GIVEN TEXT |
TradeTheNews.com May-June
2019 Outlook: And They’re Off!
Wed, 08 May 2019 10:48 AM EST
After stumbling in the final furlong of 2018, risk appetite is off to the races
again in the first four months of this year. A yield curve inversion spurred
fears that a recession was looming and heading into first quarter earnings
season there were concerns that corporate results would flat line. But with Q1
now in the books, earnings have been better than expected and economic growth
appears to be firming up.
A number of risks to the economic outlook appear to have been scratched from
the lineup: the Fed and other central banks have stopped tightening policy,
global growth indicators have been mostly better than expected, Brexit has been
postponed, and US/China trade talks seem to be making headway. Minimizing these
concerns has led to the better risk appetite in recent months, but as we have
just witnessed this past weekend, sometimes the longshot comes through, so it’s
only prudent to consider the outlying alternatives. A number of potential
political, monetary, and economic missteps could still befall the markets and
shake the current generally positive outlook.
Politics: Putting on Blinders
The political environment in western democracies has been like a rain soaked
track in recent years – conditions are sloppy and mud is splashing everywhere
(much to the delight of Russia and other actors that have sought to exacerbate
those muddy conditions). In these circumstances, it has become more and more
difficult for political opponents to work across the aisle, but there are still
some opportunities for bipartisan deal-making.
The US political environment was not cleansed by the Mueller report, it has
only gotten dirtier. Instead of making any direct recommendations about how the
President should be treated based on the evidence, Mueller left it up to
Congress and the new Attorney General to decide. This left the White House to
trot itself into the winner’s circle declaring “total exoneration,” while
Congressional Democrats disqualified the AG’s interpretation of the text and
are now calculating the political odds around dragging out the Russia
investigation with endless hearings or a slap on Trump’s wrist via an
impeachment that the Senate will never act on.
While relations between Capitol Hill and White House are as contentious as
ever, both sides are still trying to make a show of bipartisanship, expressly
on an infrastructure initiative. Initial meetings between the President and
senior Democrats came away with a call for a $1-2 trillion investment package
to rebuild America’s transportation and communication networks. However, the
politicians have not agreed yet on any funding mechanism, and many Republicans
are already bucking the idea of a gasoline tax. The debt ceiling is the other
big issue to watch this summer in Washington. The threat of a US default has
been used as political leverage in the past (most notably in 2011 when a
standoff resulted in S&P downgrading the US sovereign rating to AA+), and
in the unpredictable state of national politics in the Trump era, the risk
can’t be ignored as a longshot.

WHAT THIS TASK INVOLVES |
In the 2019 market outlook above, why does the debt ceiling risk deserve attention this summer? Answer in one to three sentences.

RECORDED INFORMATION |
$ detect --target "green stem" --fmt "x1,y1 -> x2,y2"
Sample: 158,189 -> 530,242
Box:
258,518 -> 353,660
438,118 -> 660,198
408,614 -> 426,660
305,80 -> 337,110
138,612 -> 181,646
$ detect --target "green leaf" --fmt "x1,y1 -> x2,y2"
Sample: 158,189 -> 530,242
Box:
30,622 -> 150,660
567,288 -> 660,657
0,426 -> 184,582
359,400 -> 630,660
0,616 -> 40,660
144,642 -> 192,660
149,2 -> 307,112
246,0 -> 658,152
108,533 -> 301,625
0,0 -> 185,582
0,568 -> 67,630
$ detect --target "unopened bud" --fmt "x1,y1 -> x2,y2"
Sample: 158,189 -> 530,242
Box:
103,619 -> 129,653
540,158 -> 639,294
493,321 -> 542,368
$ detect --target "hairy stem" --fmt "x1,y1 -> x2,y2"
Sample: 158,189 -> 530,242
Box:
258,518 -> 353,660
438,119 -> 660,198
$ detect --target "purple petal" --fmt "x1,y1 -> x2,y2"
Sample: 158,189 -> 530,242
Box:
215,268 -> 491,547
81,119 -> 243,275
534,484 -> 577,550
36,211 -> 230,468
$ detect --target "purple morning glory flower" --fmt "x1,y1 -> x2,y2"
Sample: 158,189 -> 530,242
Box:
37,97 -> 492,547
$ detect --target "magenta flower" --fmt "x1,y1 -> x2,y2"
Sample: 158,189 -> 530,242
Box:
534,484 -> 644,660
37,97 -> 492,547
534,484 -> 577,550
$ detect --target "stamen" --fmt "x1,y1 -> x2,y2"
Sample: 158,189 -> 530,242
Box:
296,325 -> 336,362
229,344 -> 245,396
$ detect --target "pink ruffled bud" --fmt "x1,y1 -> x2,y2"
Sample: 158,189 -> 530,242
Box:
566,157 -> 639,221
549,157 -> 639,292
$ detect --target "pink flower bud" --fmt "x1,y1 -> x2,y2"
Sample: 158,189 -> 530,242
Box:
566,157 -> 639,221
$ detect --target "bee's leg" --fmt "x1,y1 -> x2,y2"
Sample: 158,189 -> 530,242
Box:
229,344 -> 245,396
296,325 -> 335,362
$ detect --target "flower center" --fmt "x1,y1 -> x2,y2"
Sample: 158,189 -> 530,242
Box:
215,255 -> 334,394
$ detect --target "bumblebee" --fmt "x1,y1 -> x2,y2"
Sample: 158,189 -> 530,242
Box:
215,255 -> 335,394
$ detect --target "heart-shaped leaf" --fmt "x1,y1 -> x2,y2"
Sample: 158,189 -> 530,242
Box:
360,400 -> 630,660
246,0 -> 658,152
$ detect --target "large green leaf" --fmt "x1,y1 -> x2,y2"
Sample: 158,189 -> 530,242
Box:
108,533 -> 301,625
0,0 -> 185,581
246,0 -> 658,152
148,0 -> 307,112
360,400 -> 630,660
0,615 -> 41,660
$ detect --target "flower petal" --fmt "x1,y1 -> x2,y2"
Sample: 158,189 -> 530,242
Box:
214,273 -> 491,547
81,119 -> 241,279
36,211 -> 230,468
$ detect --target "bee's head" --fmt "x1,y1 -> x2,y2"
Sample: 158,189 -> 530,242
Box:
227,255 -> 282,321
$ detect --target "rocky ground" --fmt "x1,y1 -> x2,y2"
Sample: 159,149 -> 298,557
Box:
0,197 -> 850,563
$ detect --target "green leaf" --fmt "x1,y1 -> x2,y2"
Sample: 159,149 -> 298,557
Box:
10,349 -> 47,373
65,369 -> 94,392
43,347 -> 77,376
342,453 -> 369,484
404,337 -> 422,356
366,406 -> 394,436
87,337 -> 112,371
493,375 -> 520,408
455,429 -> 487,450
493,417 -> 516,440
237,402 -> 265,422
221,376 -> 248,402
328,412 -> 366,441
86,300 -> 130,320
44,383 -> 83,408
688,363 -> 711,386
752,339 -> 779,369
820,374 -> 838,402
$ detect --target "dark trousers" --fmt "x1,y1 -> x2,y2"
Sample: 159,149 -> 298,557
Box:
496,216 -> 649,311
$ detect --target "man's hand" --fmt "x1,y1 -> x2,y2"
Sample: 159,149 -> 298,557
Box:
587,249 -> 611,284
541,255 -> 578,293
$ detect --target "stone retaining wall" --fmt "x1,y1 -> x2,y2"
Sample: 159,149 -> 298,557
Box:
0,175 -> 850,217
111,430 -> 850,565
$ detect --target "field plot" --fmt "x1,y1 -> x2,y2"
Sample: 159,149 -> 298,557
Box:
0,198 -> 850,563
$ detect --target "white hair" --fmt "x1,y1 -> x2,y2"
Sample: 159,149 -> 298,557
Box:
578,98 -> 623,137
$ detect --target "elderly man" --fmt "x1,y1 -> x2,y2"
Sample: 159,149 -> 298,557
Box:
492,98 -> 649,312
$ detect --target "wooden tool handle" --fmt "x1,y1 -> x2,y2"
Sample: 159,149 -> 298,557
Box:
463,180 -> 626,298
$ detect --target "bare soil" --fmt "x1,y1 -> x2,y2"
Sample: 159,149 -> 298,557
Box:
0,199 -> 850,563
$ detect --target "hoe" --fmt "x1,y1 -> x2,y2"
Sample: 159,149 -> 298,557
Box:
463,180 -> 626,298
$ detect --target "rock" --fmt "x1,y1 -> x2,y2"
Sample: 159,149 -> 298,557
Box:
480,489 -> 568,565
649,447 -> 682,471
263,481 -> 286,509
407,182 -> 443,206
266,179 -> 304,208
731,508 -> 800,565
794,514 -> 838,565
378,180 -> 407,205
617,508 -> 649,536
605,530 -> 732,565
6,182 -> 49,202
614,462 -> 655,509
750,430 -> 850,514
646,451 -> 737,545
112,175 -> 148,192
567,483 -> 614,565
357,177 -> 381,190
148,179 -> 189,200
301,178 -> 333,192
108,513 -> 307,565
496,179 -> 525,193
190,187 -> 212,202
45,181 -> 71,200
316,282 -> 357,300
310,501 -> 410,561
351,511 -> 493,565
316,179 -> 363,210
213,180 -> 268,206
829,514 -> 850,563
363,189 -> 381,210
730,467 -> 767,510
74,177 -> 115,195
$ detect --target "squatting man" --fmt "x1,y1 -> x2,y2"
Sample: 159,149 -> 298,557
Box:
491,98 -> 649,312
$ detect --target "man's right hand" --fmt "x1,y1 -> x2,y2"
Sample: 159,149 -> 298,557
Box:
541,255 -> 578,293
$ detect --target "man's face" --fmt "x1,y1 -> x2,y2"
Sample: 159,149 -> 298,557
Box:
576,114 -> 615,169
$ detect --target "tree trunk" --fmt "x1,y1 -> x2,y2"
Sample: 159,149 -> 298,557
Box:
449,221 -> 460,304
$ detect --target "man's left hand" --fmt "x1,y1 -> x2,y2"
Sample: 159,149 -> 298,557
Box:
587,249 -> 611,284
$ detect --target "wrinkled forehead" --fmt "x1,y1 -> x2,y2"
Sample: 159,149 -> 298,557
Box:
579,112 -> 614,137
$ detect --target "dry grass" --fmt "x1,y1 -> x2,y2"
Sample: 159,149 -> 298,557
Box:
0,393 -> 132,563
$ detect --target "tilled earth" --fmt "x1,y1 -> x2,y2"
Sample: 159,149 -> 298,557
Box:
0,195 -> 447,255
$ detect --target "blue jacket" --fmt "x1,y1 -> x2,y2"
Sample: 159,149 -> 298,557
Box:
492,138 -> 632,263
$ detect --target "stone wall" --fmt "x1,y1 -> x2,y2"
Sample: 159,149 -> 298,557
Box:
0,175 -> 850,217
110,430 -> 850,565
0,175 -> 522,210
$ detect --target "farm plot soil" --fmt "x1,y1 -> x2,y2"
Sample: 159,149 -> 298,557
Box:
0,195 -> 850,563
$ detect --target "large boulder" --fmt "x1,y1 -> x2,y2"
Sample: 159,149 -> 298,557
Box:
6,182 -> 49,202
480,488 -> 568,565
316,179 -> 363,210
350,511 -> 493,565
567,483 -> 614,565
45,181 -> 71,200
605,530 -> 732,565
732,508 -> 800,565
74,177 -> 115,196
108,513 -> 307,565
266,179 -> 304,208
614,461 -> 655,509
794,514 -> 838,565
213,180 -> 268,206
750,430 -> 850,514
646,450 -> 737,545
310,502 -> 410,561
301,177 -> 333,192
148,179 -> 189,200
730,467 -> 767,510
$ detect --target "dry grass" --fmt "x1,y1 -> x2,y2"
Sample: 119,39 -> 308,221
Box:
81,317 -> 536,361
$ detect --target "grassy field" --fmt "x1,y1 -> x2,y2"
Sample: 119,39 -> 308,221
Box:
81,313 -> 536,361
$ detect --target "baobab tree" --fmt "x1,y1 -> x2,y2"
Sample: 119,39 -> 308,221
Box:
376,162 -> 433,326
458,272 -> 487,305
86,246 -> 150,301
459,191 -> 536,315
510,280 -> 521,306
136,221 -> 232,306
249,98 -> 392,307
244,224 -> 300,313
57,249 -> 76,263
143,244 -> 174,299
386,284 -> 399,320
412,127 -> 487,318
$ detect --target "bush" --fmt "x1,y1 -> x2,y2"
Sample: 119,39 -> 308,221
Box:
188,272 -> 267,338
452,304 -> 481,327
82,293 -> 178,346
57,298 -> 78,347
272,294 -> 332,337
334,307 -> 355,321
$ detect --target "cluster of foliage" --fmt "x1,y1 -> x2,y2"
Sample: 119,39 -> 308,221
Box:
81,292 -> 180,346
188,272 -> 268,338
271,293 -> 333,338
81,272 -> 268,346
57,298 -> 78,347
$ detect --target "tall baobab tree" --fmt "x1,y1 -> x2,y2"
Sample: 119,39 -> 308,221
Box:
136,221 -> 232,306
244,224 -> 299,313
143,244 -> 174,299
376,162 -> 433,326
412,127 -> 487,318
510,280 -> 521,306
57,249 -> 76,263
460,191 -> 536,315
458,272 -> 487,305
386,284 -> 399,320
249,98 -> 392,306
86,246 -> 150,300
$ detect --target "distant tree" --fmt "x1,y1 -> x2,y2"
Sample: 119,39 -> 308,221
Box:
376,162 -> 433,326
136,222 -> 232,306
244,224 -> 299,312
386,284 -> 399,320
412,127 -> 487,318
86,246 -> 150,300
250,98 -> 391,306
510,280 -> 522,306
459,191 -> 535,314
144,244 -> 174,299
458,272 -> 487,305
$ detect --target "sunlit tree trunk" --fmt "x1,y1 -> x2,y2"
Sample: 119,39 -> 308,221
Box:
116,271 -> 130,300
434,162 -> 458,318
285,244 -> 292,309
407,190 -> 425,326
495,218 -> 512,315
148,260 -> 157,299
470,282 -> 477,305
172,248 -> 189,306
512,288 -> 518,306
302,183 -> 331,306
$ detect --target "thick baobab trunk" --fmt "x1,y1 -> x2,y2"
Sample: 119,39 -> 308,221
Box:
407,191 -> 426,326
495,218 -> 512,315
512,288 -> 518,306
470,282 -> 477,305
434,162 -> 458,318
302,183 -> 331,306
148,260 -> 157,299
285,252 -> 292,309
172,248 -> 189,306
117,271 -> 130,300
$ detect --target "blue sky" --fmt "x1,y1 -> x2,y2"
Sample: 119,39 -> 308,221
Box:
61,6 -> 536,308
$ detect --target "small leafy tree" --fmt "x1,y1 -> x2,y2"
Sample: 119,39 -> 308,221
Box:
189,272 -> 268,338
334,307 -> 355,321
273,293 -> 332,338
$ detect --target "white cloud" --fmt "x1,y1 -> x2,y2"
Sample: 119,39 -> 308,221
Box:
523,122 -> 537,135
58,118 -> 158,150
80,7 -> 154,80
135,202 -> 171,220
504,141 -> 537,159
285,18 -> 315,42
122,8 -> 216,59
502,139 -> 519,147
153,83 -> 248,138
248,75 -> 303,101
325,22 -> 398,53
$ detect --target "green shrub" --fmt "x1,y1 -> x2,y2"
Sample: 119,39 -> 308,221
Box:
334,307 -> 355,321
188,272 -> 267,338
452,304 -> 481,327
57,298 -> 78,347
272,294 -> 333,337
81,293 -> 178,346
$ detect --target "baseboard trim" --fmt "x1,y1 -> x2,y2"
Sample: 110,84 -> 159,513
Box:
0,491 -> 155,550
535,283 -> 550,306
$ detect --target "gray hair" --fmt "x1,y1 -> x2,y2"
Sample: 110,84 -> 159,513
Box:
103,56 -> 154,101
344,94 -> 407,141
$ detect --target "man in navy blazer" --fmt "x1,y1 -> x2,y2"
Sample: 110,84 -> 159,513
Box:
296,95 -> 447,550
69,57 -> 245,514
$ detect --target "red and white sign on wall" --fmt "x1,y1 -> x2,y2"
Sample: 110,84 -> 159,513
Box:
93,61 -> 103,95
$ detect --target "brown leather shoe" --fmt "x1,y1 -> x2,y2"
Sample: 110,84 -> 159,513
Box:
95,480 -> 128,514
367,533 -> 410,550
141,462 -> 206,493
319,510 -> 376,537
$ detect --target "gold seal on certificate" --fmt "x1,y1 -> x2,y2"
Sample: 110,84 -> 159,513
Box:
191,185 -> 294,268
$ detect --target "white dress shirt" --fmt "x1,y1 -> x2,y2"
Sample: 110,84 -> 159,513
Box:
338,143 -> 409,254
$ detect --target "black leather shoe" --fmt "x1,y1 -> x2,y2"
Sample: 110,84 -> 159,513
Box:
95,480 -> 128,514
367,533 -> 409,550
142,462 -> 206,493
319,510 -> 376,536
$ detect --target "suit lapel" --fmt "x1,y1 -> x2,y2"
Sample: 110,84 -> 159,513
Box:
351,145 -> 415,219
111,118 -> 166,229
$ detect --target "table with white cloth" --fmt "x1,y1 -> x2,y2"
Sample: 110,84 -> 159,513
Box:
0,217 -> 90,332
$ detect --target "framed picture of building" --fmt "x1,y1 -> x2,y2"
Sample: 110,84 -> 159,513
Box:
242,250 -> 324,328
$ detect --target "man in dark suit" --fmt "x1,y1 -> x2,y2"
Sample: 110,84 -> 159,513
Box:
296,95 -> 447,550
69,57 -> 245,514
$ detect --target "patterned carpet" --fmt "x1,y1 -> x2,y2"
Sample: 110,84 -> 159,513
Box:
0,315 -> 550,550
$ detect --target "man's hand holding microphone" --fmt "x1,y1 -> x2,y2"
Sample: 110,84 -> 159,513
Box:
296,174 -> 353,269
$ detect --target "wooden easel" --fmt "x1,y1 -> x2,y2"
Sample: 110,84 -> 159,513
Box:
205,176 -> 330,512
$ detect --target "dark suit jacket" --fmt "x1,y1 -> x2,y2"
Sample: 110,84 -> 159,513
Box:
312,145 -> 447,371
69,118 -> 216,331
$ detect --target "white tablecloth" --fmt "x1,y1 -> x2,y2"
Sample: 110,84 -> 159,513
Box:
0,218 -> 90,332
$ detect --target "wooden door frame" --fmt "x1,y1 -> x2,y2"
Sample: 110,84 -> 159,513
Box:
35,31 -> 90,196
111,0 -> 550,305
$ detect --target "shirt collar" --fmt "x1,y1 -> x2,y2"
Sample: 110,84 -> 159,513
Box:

FINAL ANSWER |
The threat of a US default has been used as political leverage before, most notably in 2011, when a standoff led S&P to downgrade the US sovereign rating to AA+. Because national politics in the Trump era are so unpredictable, that risk can't be ignored as a longshot.